+++ Supplied records +++
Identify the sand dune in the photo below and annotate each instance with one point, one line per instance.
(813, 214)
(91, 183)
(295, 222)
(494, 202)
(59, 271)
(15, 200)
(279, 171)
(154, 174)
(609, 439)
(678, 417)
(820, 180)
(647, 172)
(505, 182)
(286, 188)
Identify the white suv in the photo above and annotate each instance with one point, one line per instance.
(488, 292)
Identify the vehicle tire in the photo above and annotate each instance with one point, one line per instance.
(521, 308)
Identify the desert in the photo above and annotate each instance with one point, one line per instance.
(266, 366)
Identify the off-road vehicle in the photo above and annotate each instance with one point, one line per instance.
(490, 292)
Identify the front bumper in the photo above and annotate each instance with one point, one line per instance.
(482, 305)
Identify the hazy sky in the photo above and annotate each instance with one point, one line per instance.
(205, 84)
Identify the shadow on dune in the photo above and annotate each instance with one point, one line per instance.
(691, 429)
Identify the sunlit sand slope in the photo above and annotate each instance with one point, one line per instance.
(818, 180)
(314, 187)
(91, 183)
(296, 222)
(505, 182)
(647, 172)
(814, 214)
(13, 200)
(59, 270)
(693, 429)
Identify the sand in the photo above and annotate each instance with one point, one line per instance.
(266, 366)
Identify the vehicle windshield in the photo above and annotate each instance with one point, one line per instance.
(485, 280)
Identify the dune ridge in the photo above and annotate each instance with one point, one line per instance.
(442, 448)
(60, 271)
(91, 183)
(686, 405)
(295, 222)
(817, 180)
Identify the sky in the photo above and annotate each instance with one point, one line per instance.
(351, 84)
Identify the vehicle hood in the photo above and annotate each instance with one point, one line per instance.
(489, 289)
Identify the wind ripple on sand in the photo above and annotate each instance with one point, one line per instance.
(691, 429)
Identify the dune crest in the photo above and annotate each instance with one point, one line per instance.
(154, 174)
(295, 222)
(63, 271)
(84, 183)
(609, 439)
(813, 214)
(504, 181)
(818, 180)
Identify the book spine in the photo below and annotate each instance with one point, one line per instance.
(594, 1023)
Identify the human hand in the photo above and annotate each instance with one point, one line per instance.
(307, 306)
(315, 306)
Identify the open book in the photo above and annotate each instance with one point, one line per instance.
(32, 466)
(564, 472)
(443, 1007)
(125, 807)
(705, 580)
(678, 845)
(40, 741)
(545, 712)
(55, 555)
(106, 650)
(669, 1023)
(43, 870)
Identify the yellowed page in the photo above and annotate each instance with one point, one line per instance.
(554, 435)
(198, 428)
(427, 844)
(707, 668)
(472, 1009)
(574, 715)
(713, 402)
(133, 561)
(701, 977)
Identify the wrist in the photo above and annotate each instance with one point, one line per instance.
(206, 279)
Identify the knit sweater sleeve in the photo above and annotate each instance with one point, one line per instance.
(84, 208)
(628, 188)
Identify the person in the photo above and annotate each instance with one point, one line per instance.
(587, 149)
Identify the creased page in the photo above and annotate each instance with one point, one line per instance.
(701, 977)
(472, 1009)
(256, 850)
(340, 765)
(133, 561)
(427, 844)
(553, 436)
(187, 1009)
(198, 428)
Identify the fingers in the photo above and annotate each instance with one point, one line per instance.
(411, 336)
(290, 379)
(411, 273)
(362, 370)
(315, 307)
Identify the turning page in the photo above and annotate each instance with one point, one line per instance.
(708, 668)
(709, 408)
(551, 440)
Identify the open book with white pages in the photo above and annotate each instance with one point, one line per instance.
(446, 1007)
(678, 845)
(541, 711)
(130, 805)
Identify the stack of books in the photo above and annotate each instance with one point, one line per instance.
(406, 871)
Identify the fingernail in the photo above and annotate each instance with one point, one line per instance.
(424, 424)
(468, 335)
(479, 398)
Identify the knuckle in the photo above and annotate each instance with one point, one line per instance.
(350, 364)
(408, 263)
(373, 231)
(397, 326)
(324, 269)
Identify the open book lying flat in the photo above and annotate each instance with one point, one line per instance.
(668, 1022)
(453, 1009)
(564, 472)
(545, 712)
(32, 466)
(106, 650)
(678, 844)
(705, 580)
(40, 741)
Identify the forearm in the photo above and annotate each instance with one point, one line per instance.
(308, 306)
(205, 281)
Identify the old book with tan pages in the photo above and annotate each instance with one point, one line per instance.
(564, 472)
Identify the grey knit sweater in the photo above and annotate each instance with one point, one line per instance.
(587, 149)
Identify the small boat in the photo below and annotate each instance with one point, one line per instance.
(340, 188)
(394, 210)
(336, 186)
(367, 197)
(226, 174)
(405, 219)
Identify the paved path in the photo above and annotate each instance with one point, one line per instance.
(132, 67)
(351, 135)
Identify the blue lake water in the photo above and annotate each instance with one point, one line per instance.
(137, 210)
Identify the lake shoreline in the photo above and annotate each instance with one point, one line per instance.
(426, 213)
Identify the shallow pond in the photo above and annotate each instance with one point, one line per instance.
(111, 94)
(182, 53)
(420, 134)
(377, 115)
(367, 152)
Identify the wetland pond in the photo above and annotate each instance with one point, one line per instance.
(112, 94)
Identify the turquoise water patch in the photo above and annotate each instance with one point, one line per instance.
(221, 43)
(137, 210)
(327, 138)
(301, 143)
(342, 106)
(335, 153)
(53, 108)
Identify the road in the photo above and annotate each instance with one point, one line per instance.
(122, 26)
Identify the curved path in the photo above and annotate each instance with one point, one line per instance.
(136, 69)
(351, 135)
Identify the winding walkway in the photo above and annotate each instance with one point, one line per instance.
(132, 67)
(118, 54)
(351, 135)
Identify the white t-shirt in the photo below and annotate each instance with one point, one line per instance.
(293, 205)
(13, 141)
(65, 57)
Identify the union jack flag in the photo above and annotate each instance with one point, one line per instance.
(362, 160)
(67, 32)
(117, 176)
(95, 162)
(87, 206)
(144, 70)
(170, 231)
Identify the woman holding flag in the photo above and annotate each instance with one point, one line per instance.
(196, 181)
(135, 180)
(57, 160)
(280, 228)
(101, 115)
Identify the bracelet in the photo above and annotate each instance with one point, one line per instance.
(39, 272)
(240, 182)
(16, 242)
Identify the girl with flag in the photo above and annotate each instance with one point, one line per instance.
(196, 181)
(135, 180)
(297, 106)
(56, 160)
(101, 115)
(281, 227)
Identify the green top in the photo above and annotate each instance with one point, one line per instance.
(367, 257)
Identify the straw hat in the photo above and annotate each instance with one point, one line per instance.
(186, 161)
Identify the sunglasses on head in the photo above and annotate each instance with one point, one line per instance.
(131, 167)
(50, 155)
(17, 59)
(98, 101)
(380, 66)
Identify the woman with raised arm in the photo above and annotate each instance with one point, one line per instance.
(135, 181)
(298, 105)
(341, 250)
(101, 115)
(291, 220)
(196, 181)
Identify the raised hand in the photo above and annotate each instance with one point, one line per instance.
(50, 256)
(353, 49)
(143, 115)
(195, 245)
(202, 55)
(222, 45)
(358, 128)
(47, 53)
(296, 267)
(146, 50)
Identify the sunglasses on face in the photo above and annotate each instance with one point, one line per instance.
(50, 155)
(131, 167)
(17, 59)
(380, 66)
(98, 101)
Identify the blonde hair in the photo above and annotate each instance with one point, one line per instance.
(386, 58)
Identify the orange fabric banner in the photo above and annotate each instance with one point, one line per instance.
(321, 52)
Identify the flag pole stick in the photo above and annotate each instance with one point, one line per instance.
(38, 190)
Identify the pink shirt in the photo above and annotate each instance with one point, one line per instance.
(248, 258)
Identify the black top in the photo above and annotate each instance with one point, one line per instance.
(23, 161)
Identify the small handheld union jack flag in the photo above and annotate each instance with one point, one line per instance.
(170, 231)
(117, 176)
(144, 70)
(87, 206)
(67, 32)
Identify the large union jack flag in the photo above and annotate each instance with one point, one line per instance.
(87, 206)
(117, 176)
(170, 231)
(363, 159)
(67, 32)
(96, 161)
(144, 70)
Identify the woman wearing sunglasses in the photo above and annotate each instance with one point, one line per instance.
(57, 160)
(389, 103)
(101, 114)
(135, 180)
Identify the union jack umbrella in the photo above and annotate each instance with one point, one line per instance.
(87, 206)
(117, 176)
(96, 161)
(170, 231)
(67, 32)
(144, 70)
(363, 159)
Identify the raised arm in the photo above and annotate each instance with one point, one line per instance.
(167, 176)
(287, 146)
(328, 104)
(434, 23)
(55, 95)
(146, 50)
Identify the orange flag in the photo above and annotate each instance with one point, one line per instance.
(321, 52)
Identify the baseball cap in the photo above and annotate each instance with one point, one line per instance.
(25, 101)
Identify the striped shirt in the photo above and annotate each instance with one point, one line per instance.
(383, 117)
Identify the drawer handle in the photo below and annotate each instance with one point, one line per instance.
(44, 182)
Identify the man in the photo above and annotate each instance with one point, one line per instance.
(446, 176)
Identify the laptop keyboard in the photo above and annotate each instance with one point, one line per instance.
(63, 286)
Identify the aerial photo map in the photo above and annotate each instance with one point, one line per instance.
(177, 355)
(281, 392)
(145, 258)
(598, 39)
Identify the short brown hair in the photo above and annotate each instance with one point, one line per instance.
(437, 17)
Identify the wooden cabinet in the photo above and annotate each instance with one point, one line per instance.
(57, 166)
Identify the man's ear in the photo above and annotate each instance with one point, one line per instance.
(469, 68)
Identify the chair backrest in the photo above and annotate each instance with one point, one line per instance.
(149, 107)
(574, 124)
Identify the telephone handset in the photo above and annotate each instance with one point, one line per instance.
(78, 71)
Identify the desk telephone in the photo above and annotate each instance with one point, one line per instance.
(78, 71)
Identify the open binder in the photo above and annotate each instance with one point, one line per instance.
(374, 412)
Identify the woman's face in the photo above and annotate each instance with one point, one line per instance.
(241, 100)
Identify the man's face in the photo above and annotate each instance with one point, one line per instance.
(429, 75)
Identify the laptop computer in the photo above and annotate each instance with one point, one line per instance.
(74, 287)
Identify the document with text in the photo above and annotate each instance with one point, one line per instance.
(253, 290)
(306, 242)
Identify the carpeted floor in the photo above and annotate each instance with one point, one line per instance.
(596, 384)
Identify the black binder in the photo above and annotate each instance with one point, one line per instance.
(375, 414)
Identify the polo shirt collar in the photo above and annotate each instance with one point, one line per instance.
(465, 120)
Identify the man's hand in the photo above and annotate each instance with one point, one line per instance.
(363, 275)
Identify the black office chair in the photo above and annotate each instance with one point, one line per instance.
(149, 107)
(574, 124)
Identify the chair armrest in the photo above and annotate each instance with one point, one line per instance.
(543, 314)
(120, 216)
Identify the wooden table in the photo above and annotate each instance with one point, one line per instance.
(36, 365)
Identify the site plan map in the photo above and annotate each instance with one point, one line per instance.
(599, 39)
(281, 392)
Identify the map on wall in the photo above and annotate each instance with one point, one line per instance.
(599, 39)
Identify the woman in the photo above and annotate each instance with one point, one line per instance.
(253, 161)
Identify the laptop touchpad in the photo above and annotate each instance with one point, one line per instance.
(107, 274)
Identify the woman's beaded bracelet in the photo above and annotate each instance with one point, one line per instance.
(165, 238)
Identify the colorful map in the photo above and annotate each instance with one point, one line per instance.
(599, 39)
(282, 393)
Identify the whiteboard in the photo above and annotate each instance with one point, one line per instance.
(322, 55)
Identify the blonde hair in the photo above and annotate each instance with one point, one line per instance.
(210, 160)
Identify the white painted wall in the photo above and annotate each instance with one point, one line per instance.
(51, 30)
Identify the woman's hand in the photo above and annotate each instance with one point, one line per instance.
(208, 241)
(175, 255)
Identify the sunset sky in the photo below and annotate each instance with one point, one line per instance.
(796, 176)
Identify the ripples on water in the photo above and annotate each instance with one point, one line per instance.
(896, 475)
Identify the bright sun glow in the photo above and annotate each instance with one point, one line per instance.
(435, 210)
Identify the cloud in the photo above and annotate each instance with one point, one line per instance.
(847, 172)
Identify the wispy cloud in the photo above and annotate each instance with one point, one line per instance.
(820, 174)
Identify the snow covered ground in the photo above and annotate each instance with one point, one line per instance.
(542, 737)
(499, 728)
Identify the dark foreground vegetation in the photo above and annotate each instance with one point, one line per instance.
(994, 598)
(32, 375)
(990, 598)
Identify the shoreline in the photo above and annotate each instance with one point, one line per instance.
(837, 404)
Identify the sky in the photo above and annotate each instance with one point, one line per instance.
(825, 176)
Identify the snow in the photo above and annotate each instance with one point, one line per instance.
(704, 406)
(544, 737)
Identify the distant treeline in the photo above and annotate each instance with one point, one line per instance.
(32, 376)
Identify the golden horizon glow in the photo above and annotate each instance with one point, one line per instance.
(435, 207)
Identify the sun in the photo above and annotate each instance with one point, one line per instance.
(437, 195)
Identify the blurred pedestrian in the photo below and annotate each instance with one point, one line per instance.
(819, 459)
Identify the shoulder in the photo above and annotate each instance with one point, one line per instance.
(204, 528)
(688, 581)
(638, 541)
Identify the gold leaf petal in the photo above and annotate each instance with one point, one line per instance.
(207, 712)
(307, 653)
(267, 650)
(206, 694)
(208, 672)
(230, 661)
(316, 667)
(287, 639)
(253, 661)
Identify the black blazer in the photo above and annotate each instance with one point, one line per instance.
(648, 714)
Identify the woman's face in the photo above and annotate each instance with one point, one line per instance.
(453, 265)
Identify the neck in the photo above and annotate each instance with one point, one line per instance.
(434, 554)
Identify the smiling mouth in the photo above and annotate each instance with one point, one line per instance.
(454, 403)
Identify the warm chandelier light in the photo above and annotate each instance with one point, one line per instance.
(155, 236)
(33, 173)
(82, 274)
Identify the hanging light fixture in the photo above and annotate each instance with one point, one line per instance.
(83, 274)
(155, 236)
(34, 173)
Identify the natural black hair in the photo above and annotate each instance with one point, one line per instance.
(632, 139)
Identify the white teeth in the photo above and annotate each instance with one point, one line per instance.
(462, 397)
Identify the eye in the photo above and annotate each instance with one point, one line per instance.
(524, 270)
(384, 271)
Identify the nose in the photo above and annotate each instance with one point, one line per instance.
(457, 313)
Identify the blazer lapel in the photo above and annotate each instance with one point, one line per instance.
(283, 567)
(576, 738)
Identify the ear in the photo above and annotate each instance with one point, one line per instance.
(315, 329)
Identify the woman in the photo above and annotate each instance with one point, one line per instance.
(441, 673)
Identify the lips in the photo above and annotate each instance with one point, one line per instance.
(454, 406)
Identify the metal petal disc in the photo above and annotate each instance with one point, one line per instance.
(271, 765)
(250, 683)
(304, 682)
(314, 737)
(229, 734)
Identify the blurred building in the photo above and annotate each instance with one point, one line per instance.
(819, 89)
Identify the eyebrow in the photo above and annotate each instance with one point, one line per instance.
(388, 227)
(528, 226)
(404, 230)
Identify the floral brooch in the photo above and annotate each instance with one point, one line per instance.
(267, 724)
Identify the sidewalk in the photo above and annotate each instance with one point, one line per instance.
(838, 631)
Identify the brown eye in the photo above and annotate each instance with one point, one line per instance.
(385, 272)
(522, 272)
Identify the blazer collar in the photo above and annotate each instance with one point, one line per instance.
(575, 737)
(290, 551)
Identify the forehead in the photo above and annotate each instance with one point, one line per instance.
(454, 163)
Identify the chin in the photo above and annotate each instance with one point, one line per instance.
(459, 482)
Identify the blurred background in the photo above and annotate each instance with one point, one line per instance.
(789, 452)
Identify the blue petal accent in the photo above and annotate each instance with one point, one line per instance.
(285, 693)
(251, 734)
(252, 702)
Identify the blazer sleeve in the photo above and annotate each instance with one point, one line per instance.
+++
- _Task prompt_
Write the "Identify the blue petal" line and all later lines exactly. Stop at the end of the data.

- _Response to this task_
Identify the blue petal accent in the photo above and annotate each instance with one point, one line per instance.
(285, 693)
(251, 734)
(252, 702)
Identify the blazer sleeve in the photo above and annotate each instance with one point, one line per instance.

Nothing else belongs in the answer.